What you have to do =>
Swap "metal fence" for "wire fence" in the records from the line with "Target: bush" through the end of the records, and write those lines out again with nothing else changed. Leave the pictures out of your answer.

(Point annotation dataset records)
[start]
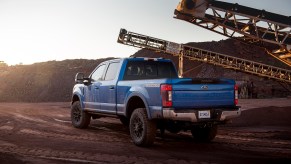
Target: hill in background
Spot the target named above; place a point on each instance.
(53, 81)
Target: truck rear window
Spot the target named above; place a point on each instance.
(136, 70)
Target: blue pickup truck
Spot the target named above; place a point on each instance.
(146, 94)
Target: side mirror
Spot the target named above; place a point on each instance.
(79, 78)
(87, 81)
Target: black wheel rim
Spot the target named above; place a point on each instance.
(138, 128)
(76, 114)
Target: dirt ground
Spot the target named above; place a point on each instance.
(42, 133)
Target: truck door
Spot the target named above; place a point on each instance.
(92, 90)
(108, 89)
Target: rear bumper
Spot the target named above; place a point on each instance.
(218, 115)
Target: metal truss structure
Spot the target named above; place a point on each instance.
(197, 54)
(245, 24)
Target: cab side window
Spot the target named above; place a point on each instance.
(111, 71)
(97, 74)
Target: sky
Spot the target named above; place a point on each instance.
(43, 30)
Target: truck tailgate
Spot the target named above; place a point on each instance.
(213, 94)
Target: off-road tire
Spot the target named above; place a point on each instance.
(142, 130)
(80, 119)
(204, 134)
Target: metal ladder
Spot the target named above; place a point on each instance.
(246, 24)
(197, 54)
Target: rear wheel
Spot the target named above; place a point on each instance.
(204, 134)
(142, 130)
(80, 119)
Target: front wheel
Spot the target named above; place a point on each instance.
(142, 130)
(204, 134)
(80, 119)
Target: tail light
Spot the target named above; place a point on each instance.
(235, 94)
(166, 93)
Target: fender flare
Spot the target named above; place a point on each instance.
(142, 97)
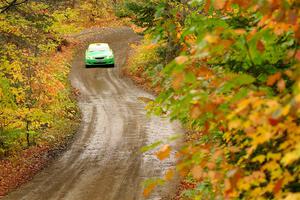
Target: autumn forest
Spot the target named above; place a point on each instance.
(227, 71)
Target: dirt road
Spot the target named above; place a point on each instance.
(104, 162)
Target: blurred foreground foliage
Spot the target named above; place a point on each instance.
(35, 94)
(229, 71)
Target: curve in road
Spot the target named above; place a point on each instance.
(104, 162)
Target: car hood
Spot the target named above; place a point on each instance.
(98, 53)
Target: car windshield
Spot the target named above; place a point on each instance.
(97, 48)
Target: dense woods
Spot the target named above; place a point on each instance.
(229, 71)
(35, 95)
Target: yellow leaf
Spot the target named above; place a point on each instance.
(197, 172)
(260, 158)
(178, 79)
(181, 59)
(164, 152)
(291, 156)
(169, 174)
(212, 39)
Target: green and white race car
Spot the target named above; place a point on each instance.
(99, 54)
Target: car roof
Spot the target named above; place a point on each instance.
(103, 46)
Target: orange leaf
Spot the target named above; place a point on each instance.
(273, 78)
(195, 111)
(197, 172)
(169, 174)
(219, 4)
(260, 46)
(207, 6)
(277, 186)
(178, 79)
(281, 85)
(149, 189)
(297, 56)
(164, 152)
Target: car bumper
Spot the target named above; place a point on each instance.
(108, 61)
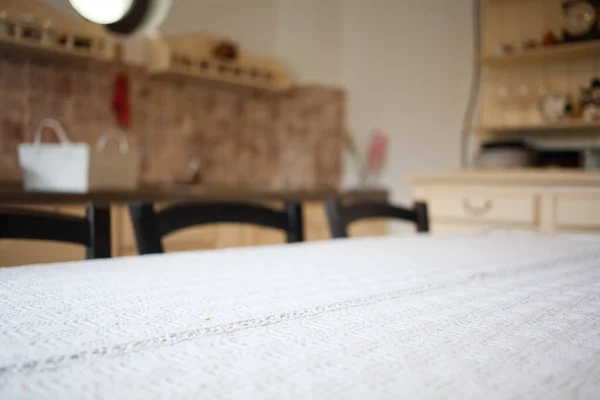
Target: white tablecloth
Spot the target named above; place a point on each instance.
(469, 317)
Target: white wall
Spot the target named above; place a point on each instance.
(309, 39)
(407, 67)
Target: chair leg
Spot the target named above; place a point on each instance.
(295, 231)
(147, 234)
(422, 217)
(100, 235)
(335, 216)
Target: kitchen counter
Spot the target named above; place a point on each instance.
(181, 193)
(526, 176)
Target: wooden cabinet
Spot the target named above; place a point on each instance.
(23, 252)
(538, 201)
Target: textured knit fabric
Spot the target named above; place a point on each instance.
(498, 316)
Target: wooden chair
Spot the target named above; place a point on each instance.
(341, 216)
(151, 226)
(93, 231)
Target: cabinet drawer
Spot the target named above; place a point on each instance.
(521, 209)
(572, 211)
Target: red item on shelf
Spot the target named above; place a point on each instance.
(377, 151)
(120, 102)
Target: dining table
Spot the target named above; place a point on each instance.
(501, 315)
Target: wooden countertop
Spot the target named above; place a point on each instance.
(546, 177)
(182, 193)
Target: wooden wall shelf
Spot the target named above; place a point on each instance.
(93, 50)
(29, 26)
(190, 56)
(545, 54)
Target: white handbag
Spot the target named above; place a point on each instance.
(75, 167)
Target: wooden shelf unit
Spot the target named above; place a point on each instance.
(558, 127)
(560, 52)
(512, 84)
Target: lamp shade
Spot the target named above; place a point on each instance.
(102, 12)
(125, 17)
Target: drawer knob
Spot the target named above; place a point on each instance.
(479, 209)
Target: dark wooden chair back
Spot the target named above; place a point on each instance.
(341, 216)
(91, 231)
(151, 226)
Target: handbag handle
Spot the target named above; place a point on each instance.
(55, 127)
(117, 134)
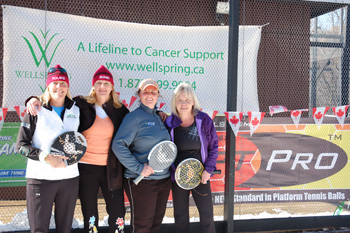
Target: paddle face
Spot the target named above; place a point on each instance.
(161, 156)
(188, 174)
(70, 144)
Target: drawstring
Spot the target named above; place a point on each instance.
(131, 205)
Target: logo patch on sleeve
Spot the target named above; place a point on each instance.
(25, 125)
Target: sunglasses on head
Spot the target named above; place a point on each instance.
(52, 70)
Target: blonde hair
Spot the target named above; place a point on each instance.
(186, 89)
(92, 99)
(45, 97)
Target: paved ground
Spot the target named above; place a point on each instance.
(10, 210)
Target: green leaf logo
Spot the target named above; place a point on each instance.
(42, 50)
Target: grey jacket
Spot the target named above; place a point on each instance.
(138, 133)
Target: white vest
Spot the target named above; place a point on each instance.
(48, 127)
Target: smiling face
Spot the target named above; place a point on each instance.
(184, 104)
(149, 96)
(58, 91)
(103, 90)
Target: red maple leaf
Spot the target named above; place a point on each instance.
(296, 113)
(340, 113)
(124, 102)
(319, 115)
(255, 122)
(234, 120)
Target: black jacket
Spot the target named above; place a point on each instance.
(87, 118)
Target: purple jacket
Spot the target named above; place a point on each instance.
(207, 134)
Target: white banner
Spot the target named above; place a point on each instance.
(36, 40)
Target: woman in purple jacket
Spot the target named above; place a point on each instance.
(195, 136)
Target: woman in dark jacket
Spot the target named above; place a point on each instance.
(195, 136)
(101, 114)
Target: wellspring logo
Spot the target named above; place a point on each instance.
(43, 48)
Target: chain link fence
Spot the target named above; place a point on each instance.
(291, 53)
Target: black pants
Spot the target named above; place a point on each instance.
(148, 202)
(41, 194)
(203, 199)
(93, 177)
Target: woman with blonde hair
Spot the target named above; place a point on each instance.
(49, 180)
(195, 136)
(100, 118)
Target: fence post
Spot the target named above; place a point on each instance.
(231, 106)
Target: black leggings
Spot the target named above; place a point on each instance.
(203, 198)
(92, 177)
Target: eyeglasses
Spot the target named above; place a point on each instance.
(149, 92)
(52, 70)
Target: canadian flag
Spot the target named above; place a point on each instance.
(3, 112)
(340, 113)
(318, 115)
(234, 119)
(277, 109)
(211, 113)
(21, 111)
(296, 114)
(127, 99)
(255, 119)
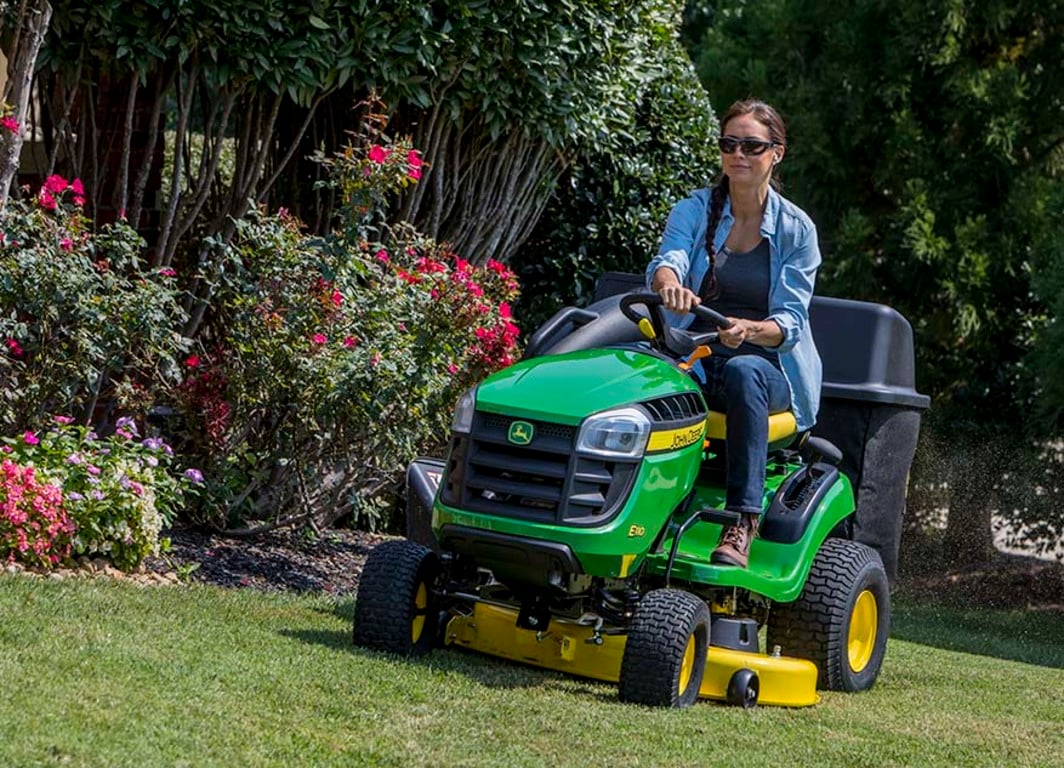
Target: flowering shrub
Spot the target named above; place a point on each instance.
(83, 319)
(117, 493)
(34, 528)
(331, 363)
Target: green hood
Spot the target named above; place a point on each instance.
(566, 388)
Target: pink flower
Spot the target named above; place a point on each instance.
(56, 184)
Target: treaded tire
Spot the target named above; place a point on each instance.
(665, 652)
(846, 588)
(397, 608)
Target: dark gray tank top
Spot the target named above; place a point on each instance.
(742, 291)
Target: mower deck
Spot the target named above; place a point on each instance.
(566, 648)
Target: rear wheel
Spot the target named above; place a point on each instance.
(397, 608)
(842, 618)
(665, 651)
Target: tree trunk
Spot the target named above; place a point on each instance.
(32, 24)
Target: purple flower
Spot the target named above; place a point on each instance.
(127, 423)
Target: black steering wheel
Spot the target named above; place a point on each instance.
(680, 343)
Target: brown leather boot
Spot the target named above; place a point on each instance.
(734, 547)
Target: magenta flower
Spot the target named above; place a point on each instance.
(56, 184)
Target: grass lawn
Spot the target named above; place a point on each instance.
(105, 673)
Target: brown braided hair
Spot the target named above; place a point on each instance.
(778, 133)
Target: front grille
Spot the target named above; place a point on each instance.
(544, 481)
(676, 407)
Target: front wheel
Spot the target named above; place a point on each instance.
(397, 608)
(665, 651)
(842, 618)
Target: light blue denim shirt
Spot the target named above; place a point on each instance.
(794, 259)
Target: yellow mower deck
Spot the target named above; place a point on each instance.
(493, 630)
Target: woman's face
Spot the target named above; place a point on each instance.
(740, 166)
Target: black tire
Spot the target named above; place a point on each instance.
(744, 687)
(397, 608)
(842, 618)
(665, 652)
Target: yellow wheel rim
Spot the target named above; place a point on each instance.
(687, 666)
(420, 603)
(864, 622)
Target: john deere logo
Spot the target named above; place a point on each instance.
(520, 433)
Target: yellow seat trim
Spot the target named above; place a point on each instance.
(780, 426)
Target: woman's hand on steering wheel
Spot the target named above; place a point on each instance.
(678, 298)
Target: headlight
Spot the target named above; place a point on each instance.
(464, 411)
(620, 434)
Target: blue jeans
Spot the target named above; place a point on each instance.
(747, 388)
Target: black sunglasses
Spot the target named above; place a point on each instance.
(750, 146)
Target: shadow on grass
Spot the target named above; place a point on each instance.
(1018, 635)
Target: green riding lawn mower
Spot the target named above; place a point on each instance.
(571, 523)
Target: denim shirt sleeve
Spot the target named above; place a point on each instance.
(684, 230)
(792, 293)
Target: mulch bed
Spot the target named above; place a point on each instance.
(283, 560)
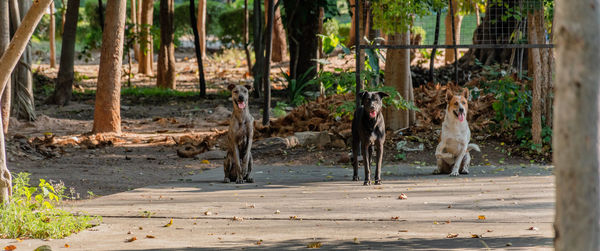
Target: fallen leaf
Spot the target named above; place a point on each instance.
(316, 244)
(450, 236)
(169, 224)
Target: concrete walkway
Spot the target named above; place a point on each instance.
(292, 207)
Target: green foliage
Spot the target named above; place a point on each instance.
(393, 16)
(279, 110)
(295, 87)
(33, 212)
(232, 26)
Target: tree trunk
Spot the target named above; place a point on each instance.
(101, 14)
(197, 47)
(303, 26)
(397, 75)
(52, 35)
(136, 29)
(8, 61)
(107, 113)
(279, 51)
(449, 53)
(576, 126)
(146, 48)
(246, 37)
(23, 102)
(538, 79)
(270, 10)
(202, 25)
(165, 77)
(4, 41)
(64, 81)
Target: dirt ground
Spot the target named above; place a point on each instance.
(146, 152)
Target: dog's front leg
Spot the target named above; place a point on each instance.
(237, 165)
(459, 160)
(248, 157)
(379, 162)
(367, 163)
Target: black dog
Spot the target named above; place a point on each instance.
(368, 130)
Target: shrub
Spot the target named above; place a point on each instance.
(33, 213)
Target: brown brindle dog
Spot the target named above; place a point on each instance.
(238, 163)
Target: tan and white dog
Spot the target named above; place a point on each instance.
(452, 153)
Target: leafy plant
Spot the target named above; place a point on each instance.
(296, 87)
(33, 212)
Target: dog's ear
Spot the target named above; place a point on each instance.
(249, 87)
(382, 95)
(466, 93)
(449, 95)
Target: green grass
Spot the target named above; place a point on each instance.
(33, 213)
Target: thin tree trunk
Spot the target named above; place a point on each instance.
(8, 61)
(136, 29)
(538, 81)
(576, 126)
(23, 103)
(165, 77)
(64, 81)
(246, 37)
(107, 113)
(268, 46)
(101, 14)
(279, 51)
(52, 35)
(397, 75)
(197, 47)
(449, 55)
(146, 48)
(202, 25)
(4, 41)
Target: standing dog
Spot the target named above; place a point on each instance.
(452, 153)
(238, 163)
(368, 131)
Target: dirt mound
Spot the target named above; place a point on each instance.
(318, 115)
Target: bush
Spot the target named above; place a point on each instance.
(32, 212)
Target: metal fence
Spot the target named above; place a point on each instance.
(502, 25)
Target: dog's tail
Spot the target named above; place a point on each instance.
(473, 147)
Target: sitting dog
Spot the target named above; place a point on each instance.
(452, 153)
(368, 131)
(238, 163)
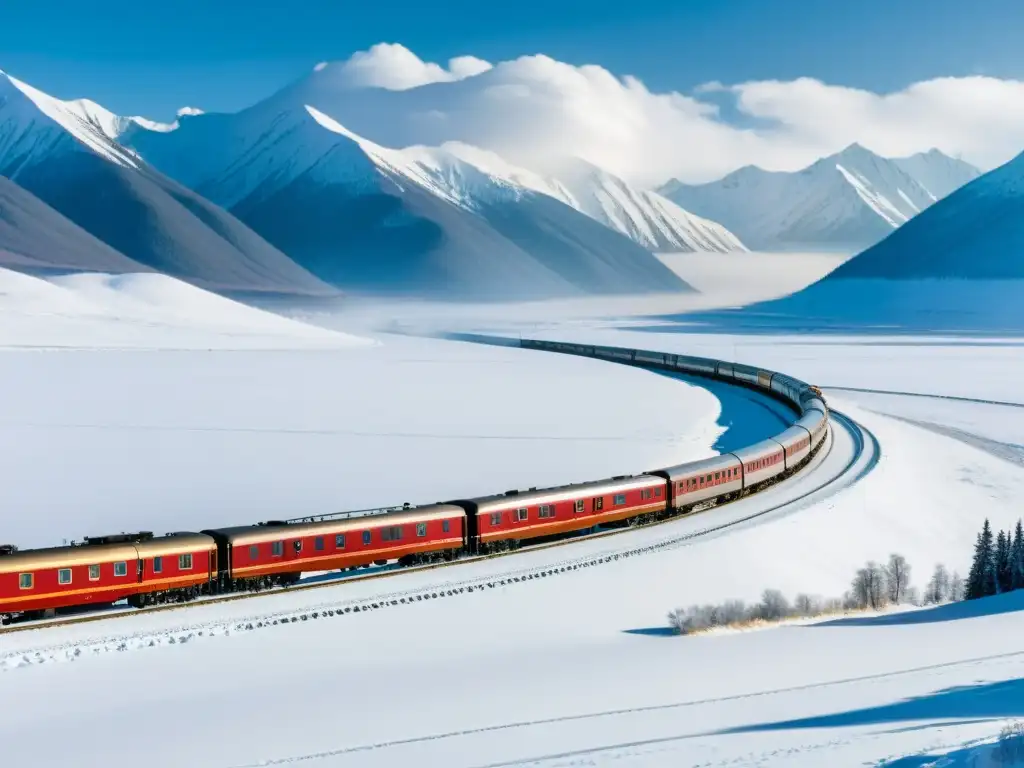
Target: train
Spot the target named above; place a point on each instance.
(145, 569)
[end]
The result =>
Target: bush
Spot the target named above; place a point on each instance.
(32, 212)
Target: wire fence
Spot the target named above; place a point on each instance.
(502, 25)
Target: dog's tail
Spot the target named above; place a point on each instance.
(473, 147)
Target: sitting dog
Spot the target named above; place a point on each instance.
(452, 153)
(368, 131)
(238, 163)
Target: train
Spot the target named above; place a point on each instance.
(145, 569)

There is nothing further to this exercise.